[START ENTRIES PROVIDED]

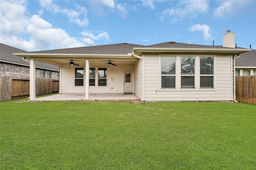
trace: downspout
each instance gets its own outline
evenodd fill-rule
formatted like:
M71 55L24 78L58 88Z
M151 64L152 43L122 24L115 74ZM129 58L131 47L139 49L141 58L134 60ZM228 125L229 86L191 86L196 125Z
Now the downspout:
M144 61L144 58L138 55L135 54L134 51L132 51L132 55L140 59L141 59L142 61L142 101L145 101L145 63Z
M237 59L237 58L239 58L240 57L240 54L239 54L239 55L238 55L238 56L237 56L236 57L234 57L234 89L235 91L235 93L234 93L234 101L236 103L238 103L238 101L237 101L236 100L236 59Z
M23 60L24 60L24 61L28 61L28 62L29 62L29 63L30 63L30 61L27 60L26 59L25 59L25 57L22 57L22 59L23 59ZM28 97L28 99L30 99L30 96L29 97Z

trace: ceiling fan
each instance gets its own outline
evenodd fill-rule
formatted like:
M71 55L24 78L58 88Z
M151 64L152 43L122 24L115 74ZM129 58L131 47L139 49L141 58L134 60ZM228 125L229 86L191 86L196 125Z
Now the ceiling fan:
M111 63L111 60L108 60L108 61L109 61L109 62L108 63L106 63L106 64L108 64L109 66L110 66L111 65L115 65L116 66L117 66L117 65L116 65L116 64Z
M78 66L79 66L79 65L78 64L76 64L76 63L74 63L74 62L73 62L73 60L72 59L70 59L70 60L71 60L71 61L69 63L69 63L69 65L77 65Z

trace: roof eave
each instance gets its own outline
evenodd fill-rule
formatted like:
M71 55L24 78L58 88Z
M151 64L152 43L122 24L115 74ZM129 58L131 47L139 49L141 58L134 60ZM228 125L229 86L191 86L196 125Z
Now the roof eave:
M224 53L232 55L237 55L252 51L248 49L230 48L134 48L135 53L146 52L165 53Z
M20 57L30 59L47 58L56 57L63 58L84 58L90 57L107 58L110 57L130 58L131 54L62 54L62 53L14 53L13 55Z

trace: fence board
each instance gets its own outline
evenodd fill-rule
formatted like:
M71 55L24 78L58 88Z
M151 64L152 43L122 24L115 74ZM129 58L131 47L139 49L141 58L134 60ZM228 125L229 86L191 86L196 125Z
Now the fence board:
M0 75L0 101L12 100L12 78L10 76Z
M0 101L29 97L29 77L0 75ZM58 79L36 77L36 96L52 94L59 91Z
M239 102L256 105L256 75L236 77L236 97Z

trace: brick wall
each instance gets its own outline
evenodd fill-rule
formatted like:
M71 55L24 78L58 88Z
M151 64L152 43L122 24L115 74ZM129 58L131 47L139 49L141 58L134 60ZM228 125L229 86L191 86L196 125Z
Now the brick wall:
M40 77L40 69L36 69L36 76ZM46 71L47 70L44 70ZM52 79L58 79L58 72L51 71L51 78ZM29 67L17 64L11 64L7 63L0 63L0 75L15 75L17 76L29 77ZM45 71L46 74L46 71ZM46 77L45 74L44 77Z

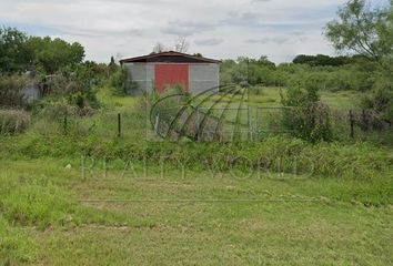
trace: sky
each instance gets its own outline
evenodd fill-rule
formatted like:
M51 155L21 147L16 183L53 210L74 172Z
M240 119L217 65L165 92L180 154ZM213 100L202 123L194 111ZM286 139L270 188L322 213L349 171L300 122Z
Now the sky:
M157 42L213 59L332 54L325 24L347 0L0 0L0 25L80 42L87 59L144 55ZM372 0L382 6L387 0Z

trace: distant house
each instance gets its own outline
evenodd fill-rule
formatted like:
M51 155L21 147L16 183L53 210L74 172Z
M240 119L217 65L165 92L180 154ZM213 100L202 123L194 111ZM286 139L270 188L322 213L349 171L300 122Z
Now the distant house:
M128 69L140 92L162 93L177 84L192 94L219 91L219 60L170 51L124 59L120 63Z

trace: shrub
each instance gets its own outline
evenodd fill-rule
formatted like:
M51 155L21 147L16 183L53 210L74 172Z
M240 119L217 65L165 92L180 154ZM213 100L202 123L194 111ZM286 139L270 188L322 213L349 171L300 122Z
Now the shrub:
M30 124L30 114L24 111L0 110L0 135L24 132Z

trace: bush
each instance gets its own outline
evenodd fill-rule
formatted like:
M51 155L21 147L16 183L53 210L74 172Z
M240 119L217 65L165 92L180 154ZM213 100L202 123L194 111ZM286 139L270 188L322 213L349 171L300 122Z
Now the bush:
M114 95L125 95L138 90L138 83L132 80L125 68L119 68L109 80Z
M0 110L0 135L24 132L30 124L30 114L24 111Z
M19 75L0 76L0 106L24 108L27 101L21 93L27 80Z

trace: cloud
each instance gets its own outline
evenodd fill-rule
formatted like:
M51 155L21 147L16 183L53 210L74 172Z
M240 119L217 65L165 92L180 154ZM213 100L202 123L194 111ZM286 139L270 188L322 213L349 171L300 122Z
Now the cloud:
M198 45L214 47L214 45L219 45L224 40L222 40L222 39L211 38L211 39L195 40L194 43Z

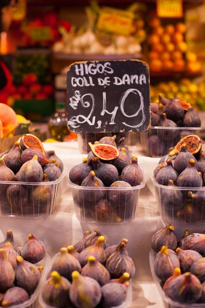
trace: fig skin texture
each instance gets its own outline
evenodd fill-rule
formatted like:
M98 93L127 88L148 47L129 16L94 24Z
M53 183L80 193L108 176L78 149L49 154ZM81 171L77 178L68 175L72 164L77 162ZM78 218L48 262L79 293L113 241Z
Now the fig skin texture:
M27 292L19 286L14 286L7 290L2 302L3 307L12 307L19 305L29 300L30 296Z
M77 165L69 172L69 179L74 184L80 185L83 181L89 175L92 168L87 165L87 159L84 158L83 163Z
M179 187L201 187L202 186L201 177L196 168L195 162L190 159L189 165L179 175L177 179Z
M193 263L202 258L201 255L194 251L184 251L178 247L176 251L178 255L178 259L179 261L182 273L190 272L191 267Z
M70 298L76 308L95 308L99 302L102 291L99 283L90 277L83 277L77 271L72 274Z
M44 243L29 234L29 240L22 247L22 256L31 263L37 263L46 256L46 248Z
M174 226L170 224L155 233L151 241L151 245L153 251L158 253L162 246L166 246L169 249L175 251L177 241L174 230Z
M42 297L44 301L48 305L54 307L69 307L70 283L57 272L52 272L51 276L43 287Z
M108 283L110 280L108 271L93 256L88 257L88 263L82 269L81 275L93 278L101 286Z
M154 267L158 278L162 281L166 281L173 276L176 267L180 267L177 254L173 251L162 246L156 256Z
M174 301L189 304L200 298L202 287L198 278L187 272L174 279L166 289L166 294Z
M90 231L89 231L89 230L86 231L84 234L83 238L79 241L78 241L78 242L77 242L76 244L75 244L74 247L77 253L78 253L79 254L84 249L84 246L85 240L90 234Z

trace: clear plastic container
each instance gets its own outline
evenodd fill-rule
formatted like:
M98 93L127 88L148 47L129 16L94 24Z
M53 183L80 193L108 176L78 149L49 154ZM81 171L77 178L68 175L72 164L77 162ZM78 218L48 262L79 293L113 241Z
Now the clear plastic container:
M60 202L67 171L64 168L59 179L48 183L0 181L0 216L38 218L51 214ZM7 193L7 198L8 187L16 193Z
M59 254L60 254L60 253L58 253L57 254L55 255L55 256L53 257L53 258L51 259L51 261L50 262L50 265L49 266L49 268L50 268L49 271L51 268L54 261L55 261L55 260L56 260L56 259L57 259L57 258L59 256ZM49 273L49 272L47 272L47 273ZM44 279L42 281L42 286L43 285L44 282L45 283L46 282L46 276L44 276ZM116 306L115 307L112 307L111 308L128 308L128 307L129 307L130 306L130 305L132 303L132 280L130 280L129 283L130 283L130 284L129 284L128 288L127 297L126 297L126 299L125 301L125 302L120 306ZM41 306L41 307L42 307L42 308L56 308L54 306L50 306L49 305L48 305L47 304L46 304L44 300L43 300L42 295L43 295L42 292L40 292L40 294L39 294L39 301L40 306ZM15 308L16 308L16 307L15 307ZM17 308L18 308L18 307ZM34 308L34 307L31 307L31 308ZM70 307L65 307L65 308L70 308Z
M151 126L148 131L140 133L143 151L150 157L161 157L169 153L170 148L190 134L198 135L201 127L162 127Z
M19 248L20 250L21 248ZM38 306L38 295L40 290L42 288L43 281L46 278L48 274L48 271L49 268L50 262L50 258L48 255L46 254L45 257L39 263L34 264L36 266L43 266L44 269L42 272L41 278L35 292L31 295L29 300L27 300L24 303L18 305L14 305L11 306L11 308L37 308Z
M155 253L152 249L150 252L150 265L152 276L154 283L155 283L159 293L162 299L163 303L165 308L205 308L205 303L203 304L192 304L190 305L180 304L173 301L171 298L166 296L162 288L160 285L160 282L156 276L154 269L154 259Z
M144 176L144 179L145 177ZM124 223L133 220L139 199L139 191L145 186L144 181L131 187L86 187L68 180L71 188L76 216L80 222ZM109 202L109 197L119 194L114 206ZM101 198L99 199L99 196ZM92 200L89 202L88 200ZM96 205L104 200L100 209Z

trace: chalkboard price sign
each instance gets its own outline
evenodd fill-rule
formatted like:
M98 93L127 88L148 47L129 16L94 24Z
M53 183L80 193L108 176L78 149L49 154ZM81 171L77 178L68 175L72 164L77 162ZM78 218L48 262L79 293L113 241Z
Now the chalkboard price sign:
M67 73L68 125L74 132L145 131L150 76L138 60L76 62Z

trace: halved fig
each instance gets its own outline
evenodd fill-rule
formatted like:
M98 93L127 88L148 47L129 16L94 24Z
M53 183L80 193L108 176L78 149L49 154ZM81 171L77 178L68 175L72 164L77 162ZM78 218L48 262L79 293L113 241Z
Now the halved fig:
M105 143L88 143L91 151L96 157L104 161L111 161L119 156L119 151L115 146Z
M20 140L20 146L23 151L26 149L37 149L45 154L44 148L40 139L30 133L24 135Z
M199 137L197 135L189 135L181 138L174 148L169 152L169 155L173 156L176 153L179 153L184 144L187 147L188 152L193 155L198 154L201 149L201 141Z

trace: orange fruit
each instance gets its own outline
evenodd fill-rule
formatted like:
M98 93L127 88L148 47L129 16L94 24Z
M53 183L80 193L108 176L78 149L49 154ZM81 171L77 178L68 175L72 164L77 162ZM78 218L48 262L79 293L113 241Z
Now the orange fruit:
M169 24L165 27L165 32L170 35L172 35L175 31L174 27L173 25Z

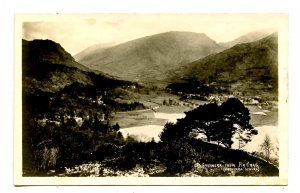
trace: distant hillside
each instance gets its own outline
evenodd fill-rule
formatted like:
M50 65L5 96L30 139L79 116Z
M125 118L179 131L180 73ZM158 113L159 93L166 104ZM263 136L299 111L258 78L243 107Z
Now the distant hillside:
M224 46L226 48L231 48L232 46L235 46L237 44L257 41L259 39L262 39L262 38L265 38L265 37L271 35L272 33L274 33L274 30L272 30L272 29L253 31L253 32L249 32L245 35L242 35L230 42L219 42L219 45Z
M22 41L23 91L57 92L74 83L98 88L120 81L90 72L58 43L51 40Z
M277 39L274 33L183 65L169 73L170 81L201 82L243 94L277 92Z
M74 60L74 58L58 43L52 40L22 40L23 62L30 68L38 63L63 64L68 67L76 67L81 70L89 69ZM28 66L29 65L29 66Z
M172 31L94 50L79 62L125 80L151 83L164 80L169 70L221 49L205 34Z
M116 43L99 43L99 44L95 44L95 45L92 45L86 49L84 49L83 51L75 54L73 57L76 61L80 61L82 60L83 58L85 58L87 55L91 55L91 54L95 54L97 52L100 52L101 49L106 49L106 48L109 48L109 47L112 47L112 46L115 46Z

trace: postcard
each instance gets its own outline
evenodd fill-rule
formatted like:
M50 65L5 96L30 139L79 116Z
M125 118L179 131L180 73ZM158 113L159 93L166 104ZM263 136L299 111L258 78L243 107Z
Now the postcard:
M287 185L288 14L15 16L15 185Z

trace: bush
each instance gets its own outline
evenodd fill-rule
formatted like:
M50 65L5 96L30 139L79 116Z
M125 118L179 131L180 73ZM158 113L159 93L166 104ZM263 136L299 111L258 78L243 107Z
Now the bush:
M161 149L162 162L170 173L190 171L196 155L195 149L183 140L170 141Z

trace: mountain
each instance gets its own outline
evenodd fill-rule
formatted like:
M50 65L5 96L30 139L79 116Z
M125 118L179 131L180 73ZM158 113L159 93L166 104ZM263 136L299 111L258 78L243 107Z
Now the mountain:
M89 54L95 54L95 53L99 52L101 49L109 48L114 45L116 45L116 43L113 43L113 42L104 43L104 44L103 43L95 44L95 45L92 45L92 46L84 49L83 51L77 53L73 57L76 61L79 61L79 60L85 58Z
M185 87L193 86L192 82L215 85L243 95L276 93L277 41L274 33L258 41L238 44L170 72L170 81L186 83Z
M124 80L157 83L169 70L221 49L205 34L171 31L95 50L79 62Z
M249 33L242 35L230 42L219 42L219 45L224 46L225 48L231 48L232 46L235 46L237 44L257 41L259 39L267 37L268 35L271 35L272 33L274 33L274 31L275 30L273 30L273 29L265 29L265 30L260 30L260 31L249 32Z
M76 62L60 44L52 40L22 40L22 54L23 62L28 65L48 62L89 71L87 67ZM31 66L24 67L30 68Z
M72 84L99 89L122 84L122 81L91 72L51 40L22 40L22 73L23 91L31 94L55 93Z

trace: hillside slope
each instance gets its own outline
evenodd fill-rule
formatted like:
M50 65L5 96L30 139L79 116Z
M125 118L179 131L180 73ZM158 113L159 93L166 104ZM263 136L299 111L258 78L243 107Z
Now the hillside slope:
M276 93L278 85L277 33L239 44L169 73L173 83L201 82L243 95ZM258 93L257 93L258 92Z
M221 49L205 34L172 31L94 50L79 62L125 80L157 83L165 72Z
M237 44L249 43L249 42L254 42L254 41L260 40L262 38L265 38L265 37L271 35L272 33L274 33L274 30L272 30L272 29L253 31L253 32L244 34L244 35L242 35L232 41L229 41L229 42L219 42L219 45L224 46L226 48L231 48L232 46L235 46Z
M91 72L51 40L22 41L22 72L23 91L28 93L54 93L74 83L99 89L122 85L122 81Z

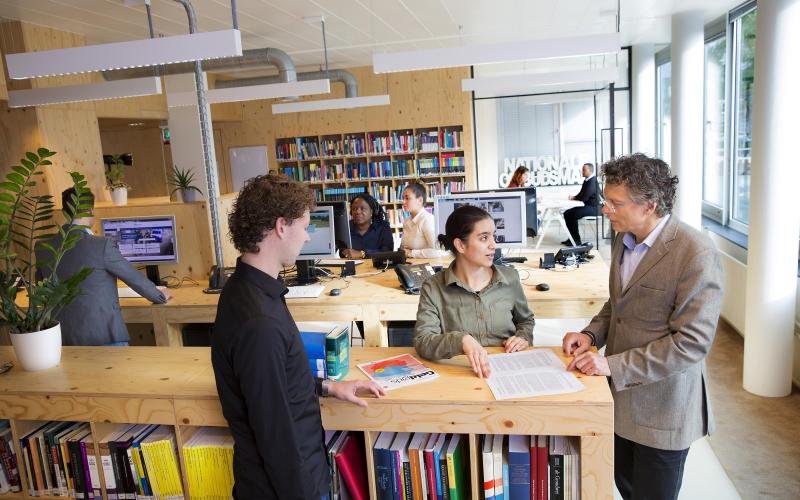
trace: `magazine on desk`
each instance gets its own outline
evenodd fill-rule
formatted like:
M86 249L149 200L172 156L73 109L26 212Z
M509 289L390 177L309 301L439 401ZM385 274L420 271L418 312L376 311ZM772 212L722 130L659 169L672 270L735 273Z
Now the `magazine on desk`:
M550 349L489 355L487 383L494 398L512 399L578 392L585 386Z
M387 391L439 378L438 373L410 354L370 361L358 365L358 368Z

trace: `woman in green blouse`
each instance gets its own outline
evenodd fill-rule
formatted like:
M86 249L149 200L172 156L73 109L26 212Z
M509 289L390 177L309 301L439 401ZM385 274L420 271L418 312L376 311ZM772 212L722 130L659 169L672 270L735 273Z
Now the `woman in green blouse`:
M493 264L494 232L494 220L478 207L459 207L447 218L439 243L456 258L422 285L414 331L420 356L466 354L481 378L489 376L484 346L515 352L533 342L533 313L517 271Z

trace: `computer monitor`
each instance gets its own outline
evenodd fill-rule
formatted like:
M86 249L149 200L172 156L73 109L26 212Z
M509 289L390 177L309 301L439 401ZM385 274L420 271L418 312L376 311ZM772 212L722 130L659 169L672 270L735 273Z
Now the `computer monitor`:
M475 205L494 219L495 241L501 248L518 248L527 244L525 193L503 191L496 193L448 194L433 200L436 234L443 234L447 218L462 205Z
M525 193L525 221L528 228L528 236L533 238L539 234L539 214L536 211L536 186L458 191L458 193L509 193L514 191L522 191Z
M311 238L297 258L297 283L309 284L317 281L314 261L316 259L336 258L336 222L333 216L333 207L317 207L310 213L311 221L308 224L308 236Z
M147 277L156 285L161 284L158 264L178 262L173 215L101 219L100 225L128 262L145 264Z
M333 207L334 227L336 229L336 250L352 248L350 240L350 209L345 200L318 201L318 207Z

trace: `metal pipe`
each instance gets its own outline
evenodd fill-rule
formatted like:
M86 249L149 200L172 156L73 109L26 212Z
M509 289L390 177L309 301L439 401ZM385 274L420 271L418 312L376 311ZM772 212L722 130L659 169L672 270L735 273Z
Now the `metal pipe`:
M186 15L189 18L189 33L193 34L197 31L197 17L194 13L194 7L189 0L175 0L183 5L186 10ZM208 208L211 211L211 235L214 239L214 253L216 254L217 270L221 276L224 276L222 269L224 269L224 261L222 259L222 238L220 237L221 230L219 227L219 207L217 200L219 199L219 180L217 178L217 168L214 165L214 158L211 156L211 117L208 116L208 99L206 98L206 88L203 85L203 68L200 61L194 62L194 83L197 87L197 107L200 112L200 132L203 142L203 160L206 166L206 185L208 188Z
M308 73L297 73L297 80L304 82L307 80L318 80L322 78L330 78L331 82L341 82L345 87L346 97L358 97L358 81L347 70L332 69L330 71L311 71ZM258 76L253 78L237 78L234 80L217 80L214 83L214 88L227 89L232 87L247 87L250 85L267 85L270 83L279 83L281 80L278 76Z

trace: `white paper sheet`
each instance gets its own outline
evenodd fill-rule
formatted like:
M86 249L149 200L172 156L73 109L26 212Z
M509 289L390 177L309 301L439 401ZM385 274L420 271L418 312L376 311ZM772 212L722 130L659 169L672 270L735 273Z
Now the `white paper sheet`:
M566 394L585 389L550 349L489 356L487 380L495 399Z

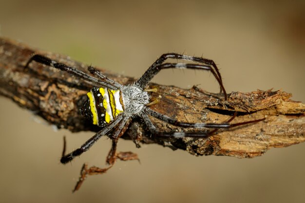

[END ENTRIES PROVIDED]

● **WHAT YOU HAVE TO DO**
Reproduce verbatim every line from the beginning of the material up to and including the line containing "M20 57L30 59L47", omitting the picture.

● **THE RESULT**
trace: downspout
each instance gets its own outline
evenodd fill-rule
formatted like:
M71 55L24 78L58 88Z
M151 64L152 43L122 24L115 74ZM129 58L131 47L139 49L141 58L134 60ZM228 125L229 86L191 86L196 125Z
Now the downspout:
M144 61L144 58L138 55L135 54L134 51L132 51L132 55L140 59L141 59L142 61L142 101L145 101L145 63Z
M237 59L237 58L239 58L240 57L240 54L239 54L239 55L238 55L238 56L237 56L236 57L234 57L234 89L235 91L235 93L234 93L234 101L236 103L238 103L238 101L237 101L236 100L236 59Z
M23 60L24 60L24 61L28 61L28 62L29 62L29 63L30 63L30 61L27 60L26 59L25 59L25 57L22 57L22 59L23 59ZM28 97L28 99L30 99L30 96L29 97Z

trace: ceiling fan
each instance gets its own outline
evenodd fill-rule
formatted like:
M71 55L24 78L58 88Z
M151 64L152 43L122 24L115 74ZM129 58L131 47L139 49L141 58L134 60ZM228 125L229 86L191 86L196 125Z
Now the ceiling fan:
M111 63L111 60L108 60L108 61L109 61L109 62L108 63L106 63L106 64L108 64L109 66L110 66L111 65L115 65L116 66L117 66L117 65L116 65L116 64Z
M78 66L79 66L79 65L78 64L76 64L76 63L74 63L74 62L73 62L73 60L72 59L70 59L70 60L71 60L71 61L69 63L69 63L69 65L77 65Z

trace: roof eave
each instance gets its own outline
evenodd fill-rule
formatted like:
M71 55L24 78L58 88Z
M151 64L152 43L122 24L115 74ZM129 58L131 47L139 49L141 58L134 60ZM228 125L229 86L191 86L196 125Z
Now the roof eave:
M224 53L232 55L237 55L252 51L248 49L230 48L134 48L135 53L146 52L165 53Z
M20 57L30 59L47 58L56 57L63 58L84 58L90 57L107 58L110 57L130 58L131 54L62 54L62 53L14 53L13 55Z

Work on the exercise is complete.